* Assigned task:
Could you set down exactly the lines in the records below between the line holding "[[318, 252], [400, 281]]" and the line holding "[[178, 331], [423, 333], [446, 399]]", inclusive?

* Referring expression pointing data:
==================================================
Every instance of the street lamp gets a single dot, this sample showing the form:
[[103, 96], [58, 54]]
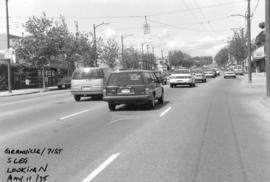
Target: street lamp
[[95, 42], [143, 63], [8, 46], [122, 42], [247, 17]]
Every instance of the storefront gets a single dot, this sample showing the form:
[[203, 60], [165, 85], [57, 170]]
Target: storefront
[[259, 59], [25, 76]]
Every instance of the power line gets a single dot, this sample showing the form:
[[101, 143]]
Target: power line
[[258, 1], [138, 16], [210, 26], [189, 9], [182, 28], [191, 12]]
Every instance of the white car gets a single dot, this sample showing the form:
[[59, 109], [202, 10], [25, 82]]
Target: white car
[[210, 74], [182, 77], [229, 74], [200, 77]]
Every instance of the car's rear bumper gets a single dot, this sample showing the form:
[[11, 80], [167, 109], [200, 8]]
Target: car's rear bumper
[[181, 81], [229, 76], [127, 99], [87, 93]]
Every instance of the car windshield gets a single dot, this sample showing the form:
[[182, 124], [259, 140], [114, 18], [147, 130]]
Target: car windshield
[[181, 72], [124, 79], [87, 74]]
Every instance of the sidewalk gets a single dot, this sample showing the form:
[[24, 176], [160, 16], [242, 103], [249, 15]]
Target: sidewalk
[[258, 80], [26, 91]]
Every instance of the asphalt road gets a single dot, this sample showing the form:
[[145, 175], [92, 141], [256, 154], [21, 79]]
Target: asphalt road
[[215, 132]]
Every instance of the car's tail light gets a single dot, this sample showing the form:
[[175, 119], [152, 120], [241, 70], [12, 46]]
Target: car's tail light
[[146, 90], [104, 91]]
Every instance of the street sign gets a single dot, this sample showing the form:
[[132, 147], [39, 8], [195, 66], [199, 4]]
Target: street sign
[[8, 53], [146, 28]]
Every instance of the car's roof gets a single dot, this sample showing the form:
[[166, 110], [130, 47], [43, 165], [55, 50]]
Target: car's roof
[[132, 71]]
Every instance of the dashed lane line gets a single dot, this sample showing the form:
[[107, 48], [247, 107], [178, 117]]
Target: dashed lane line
[[100, 168], [75, 114], [164, 112]]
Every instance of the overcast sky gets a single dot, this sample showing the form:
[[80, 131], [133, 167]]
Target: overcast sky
[[197, 27]]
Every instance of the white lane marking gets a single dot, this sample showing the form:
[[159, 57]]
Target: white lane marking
[[94, 173], [164, 112], [71, 115]]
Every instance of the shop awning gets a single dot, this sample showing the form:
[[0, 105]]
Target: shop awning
[[259, 53]]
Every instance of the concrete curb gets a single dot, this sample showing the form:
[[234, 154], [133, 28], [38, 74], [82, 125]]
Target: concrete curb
[[265, 101], [29, 92]]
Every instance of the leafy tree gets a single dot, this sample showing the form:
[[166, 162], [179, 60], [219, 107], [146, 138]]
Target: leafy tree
[[148, 61], [132, 58], [110, 53], [238, 47], [175, 57], [222, 57]]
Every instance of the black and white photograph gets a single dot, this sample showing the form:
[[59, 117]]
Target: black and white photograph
[[134, 91]]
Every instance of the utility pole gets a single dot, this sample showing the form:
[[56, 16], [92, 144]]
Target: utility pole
[[8, 46], [249, 44], [122, 53], [95, 41], [95, 45], [147, 60], [142, 67], [267, 44]]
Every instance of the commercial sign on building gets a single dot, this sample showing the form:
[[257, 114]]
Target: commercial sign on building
[[259, 53]]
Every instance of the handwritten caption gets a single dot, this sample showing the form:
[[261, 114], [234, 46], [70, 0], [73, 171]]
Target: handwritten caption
[[19, 168]]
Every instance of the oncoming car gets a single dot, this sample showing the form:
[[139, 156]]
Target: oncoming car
[[200, 77], [182, 77], [210, 74], [64, 83], [133, 87], [229, 74]]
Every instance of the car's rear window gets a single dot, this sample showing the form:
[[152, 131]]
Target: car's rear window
[[124, 79], [181, 72], [87, 74]]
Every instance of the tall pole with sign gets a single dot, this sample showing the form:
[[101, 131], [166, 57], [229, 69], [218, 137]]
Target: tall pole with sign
[[249, 44], [8, 46], [267, 44]]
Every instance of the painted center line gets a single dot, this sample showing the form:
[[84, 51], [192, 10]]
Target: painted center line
[[75, 114], [94, 173], [164, 112]]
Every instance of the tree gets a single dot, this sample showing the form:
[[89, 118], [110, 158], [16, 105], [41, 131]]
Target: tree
[[222, 57], [238, 47], [110, 53], [176, 57], [132, 58]]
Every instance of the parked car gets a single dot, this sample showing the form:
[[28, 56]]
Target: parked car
[[182, 77], [133, 87], [64, 83], [229, 74], [161, 77], [200, 77], [88, 82]]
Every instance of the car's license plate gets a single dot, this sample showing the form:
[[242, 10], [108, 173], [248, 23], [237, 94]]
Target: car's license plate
[[125, 91], [86, 88]]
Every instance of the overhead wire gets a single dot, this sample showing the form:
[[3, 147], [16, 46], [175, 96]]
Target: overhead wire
[[191, 12], [210, 26], [258, 1], [182, 28]]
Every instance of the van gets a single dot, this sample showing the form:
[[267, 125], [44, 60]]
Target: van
[[88, 82]]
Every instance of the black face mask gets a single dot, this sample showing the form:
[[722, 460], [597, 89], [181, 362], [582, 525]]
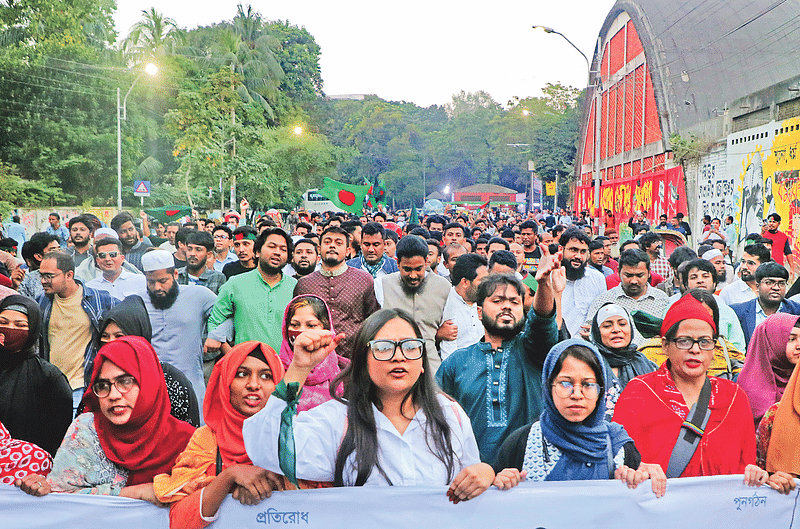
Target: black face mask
[[12, 339]]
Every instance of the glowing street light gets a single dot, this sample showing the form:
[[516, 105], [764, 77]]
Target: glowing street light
[[122, 113]]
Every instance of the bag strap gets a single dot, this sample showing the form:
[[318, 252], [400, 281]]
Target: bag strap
[[693, 429]]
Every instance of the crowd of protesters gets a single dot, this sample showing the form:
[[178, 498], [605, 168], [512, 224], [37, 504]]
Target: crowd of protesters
[[181, 362]]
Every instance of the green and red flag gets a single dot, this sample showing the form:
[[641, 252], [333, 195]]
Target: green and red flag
[[349, 197]]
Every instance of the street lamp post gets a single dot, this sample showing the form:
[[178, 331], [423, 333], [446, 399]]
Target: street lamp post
[[122, 113], [595, 152]]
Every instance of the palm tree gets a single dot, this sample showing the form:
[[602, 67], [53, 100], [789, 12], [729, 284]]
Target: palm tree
[[155, 35]]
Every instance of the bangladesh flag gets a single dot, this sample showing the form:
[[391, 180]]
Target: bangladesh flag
[[349, 197]]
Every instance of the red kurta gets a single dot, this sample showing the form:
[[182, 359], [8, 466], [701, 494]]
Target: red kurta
[[652, 411]]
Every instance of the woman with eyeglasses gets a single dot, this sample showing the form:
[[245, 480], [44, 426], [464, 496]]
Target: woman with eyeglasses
[[680, 418], [126, 437], [773, 352], [391, 427], [572, 439]]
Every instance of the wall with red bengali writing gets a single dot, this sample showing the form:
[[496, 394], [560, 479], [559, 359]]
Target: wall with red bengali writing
[[660, 192]]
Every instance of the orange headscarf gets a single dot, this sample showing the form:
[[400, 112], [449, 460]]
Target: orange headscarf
[[783, 452], [223, 428]]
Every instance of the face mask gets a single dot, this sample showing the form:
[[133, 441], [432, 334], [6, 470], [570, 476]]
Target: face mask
[[292, 335], [12, 339]]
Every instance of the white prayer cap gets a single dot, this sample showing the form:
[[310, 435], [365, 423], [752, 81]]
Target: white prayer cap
[[105, 232], [709, 255], [157, 260]]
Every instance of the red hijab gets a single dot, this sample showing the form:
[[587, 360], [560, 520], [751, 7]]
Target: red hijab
[[152, 439], [225, 421]]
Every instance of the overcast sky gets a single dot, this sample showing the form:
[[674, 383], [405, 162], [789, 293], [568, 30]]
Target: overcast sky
[[422, 51]]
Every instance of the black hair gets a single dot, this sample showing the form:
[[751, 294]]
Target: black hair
[[648, 239], [505, 258], [411, 246], [225, 228], [466, 267], [771, 269], [492, 282], [452, 225], [498, 240], [679, 255], [574, 233], [585, 355], [336, 229], [262, 238], [760, 251], [360, 395], [105, 241], [632, 258], [373, 228], [200, 238], [699, 264]]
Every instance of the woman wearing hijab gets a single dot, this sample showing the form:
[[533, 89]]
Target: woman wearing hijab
[[126, 437], [303, 313], [770, 361], [572, 440], [129, 318], [215, 462], [612, 334], [36, 403], [682, 419]]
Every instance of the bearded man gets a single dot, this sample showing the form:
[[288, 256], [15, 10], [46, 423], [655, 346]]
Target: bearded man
[[584, 283], [498, 381], [178, 315]]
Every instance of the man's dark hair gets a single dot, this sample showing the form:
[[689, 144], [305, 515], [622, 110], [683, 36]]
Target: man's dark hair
[[120, 219], [574, 233], [200, 238], [679, 255], [699, 264], [492, 282], [274, 231], [81, 219], [452, 225], [467, 267], [420, 232], [435, 243], [409, 247], [760, 251], [649, 239], [64, 261], [771, 269], [106, 241], [373, 228], [336, 229], [225, 228], [632, 258], [503, 257]]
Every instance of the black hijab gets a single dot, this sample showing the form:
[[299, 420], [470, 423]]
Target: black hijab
[[36, 402], [131, 317]]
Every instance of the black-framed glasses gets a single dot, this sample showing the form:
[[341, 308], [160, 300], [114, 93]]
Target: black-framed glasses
[[123, 383], [383, 350], [685, 343], [565, 389]]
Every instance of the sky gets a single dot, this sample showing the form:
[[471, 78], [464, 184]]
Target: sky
[[422, 51]]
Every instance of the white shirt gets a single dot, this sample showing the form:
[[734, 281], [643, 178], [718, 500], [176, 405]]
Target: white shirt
[[578, 297], [470, 328], [737, 292], [406, 459], [125, 285]]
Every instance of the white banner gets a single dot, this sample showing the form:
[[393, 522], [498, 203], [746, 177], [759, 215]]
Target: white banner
[[695, 503]]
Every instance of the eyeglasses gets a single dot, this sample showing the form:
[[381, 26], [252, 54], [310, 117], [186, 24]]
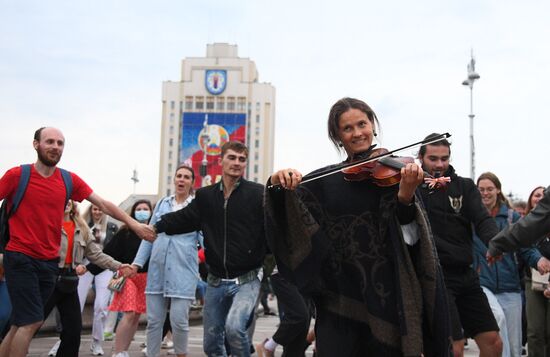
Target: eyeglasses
[[488, 189]]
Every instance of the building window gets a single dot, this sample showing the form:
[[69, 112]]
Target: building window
[[241, 104], [199, 104], [231, 103], [220, 103], [210, 103], [188, 103]]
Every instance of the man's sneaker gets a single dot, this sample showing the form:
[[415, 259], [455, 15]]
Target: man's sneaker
[[261, 351], [167, 344], [121, 354], [54, 349], [96, 348], [108, 336]]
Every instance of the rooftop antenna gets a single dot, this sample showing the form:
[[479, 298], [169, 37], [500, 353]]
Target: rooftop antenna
[[135, 179]]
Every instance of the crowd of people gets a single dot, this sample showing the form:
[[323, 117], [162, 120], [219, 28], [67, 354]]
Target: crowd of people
[[410, 264]]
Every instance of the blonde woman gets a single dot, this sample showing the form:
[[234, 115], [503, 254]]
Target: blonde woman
[[102, 232], [77, 243]]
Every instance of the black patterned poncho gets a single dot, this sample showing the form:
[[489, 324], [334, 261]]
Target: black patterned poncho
[[342, 243]]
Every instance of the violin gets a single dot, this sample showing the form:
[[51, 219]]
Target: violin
[[386, 171], [380, 166]]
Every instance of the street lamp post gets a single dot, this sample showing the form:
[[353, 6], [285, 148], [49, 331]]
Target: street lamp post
[[205, 139], [469, 81]]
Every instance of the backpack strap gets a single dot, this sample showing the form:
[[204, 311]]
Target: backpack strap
[[510, 216], [68, 180], [21, 188]]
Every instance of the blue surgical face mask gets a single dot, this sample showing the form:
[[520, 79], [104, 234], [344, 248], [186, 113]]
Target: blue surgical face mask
[[142, 216]]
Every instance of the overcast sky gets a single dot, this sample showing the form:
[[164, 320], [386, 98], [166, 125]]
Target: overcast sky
[[95, 70]]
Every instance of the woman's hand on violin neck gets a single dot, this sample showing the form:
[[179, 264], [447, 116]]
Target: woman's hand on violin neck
[[287, 178], [411, 176]]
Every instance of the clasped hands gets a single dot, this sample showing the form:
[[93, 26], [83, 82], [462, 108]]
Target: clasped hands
[[128, 270], [145, 231]]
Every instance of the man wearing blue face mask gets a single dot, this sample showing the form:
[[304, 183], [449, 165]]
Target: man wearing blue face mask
[[230, 215]]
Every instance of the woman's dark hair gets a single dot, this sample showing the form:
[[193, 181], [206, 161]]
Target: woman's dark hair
[[443, 142], [494, 179], [137, 203], [529, 205], [339, 108], [190, 169]]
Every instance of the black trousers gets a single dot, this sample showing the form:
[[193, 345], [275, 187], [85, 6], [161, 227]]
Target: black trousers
[[294, 315], [71, 319]]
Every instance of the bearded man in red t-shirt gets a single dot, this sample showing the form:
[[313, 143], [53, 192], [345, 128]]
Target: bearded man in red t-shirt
[[32, 253]]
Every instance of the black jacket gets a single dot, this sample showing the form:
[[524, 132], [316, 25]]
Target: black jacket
[[234, 235], [452, 212], [527, 231]]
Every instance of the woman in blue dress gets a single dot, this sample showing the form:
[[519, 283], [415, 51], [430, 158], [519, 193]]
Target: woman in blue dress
[[173, 270]]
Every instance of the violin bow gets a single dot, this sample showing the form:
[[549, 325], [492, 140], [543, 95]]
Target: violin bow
[[370, 159]]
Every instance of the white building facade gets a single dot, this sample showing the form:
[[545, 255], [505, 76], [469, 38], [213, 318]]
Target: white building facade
[[218, 98]]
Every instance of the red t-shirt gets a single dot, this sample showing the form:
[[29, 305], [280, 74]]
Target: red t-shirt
[[35, 228]]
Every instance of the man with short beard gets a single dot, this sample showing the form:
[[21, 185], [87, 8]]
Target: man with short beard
[[32, 253]]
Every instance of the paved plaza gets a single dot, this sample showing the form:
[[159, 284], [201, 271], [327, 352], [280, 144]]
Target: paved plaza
[[265, 327]]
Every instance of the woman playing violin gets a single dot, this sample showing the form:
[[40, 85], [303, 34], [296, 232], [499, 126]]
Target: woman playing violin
[[363, 252]]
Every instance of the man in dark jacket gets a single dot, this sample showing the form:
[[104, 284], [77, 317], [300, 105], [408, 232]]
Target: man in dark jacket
[[532, 228], [452, 212], [230, 215]]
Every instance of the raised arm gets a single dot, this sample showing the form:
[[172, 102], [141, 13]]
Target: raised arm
[[526, 232]]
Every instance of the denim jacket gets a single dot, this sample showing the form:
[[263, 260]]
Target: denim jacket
[[173, 259], [503, 276]]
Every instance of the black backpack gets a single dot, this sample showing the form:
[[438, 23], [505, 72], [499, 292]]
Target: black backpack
[[21, 188]]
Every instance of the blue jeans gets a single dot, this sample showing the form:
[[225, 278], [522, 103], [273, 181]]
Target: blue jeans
[[157, 306], [227, 309], [507, 310]]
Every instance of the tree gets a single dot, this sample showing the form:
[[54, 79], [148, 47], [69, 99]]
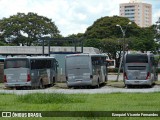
==================================================
* Response below:
[[318, 252], [400, 281]]
Target: bag strap
[[693, 429]]
Every instance of the crowd of protesters gets a single dot, this sample showing the form:
[[178, 498], [605, 168], [512, 224], [37, 504]]
Target: crowd of protesters
[[181, 362]]
Every instance of the green and red flag gets a single dot, this sample showing the form:
[[641, 252], [333, 195]]
Target: green and red flag
[[349, 197]]
Every instance of the street lamp post gets a single dot, this sample showing the form:
[[178, 331], [423, 333], [446, 399]]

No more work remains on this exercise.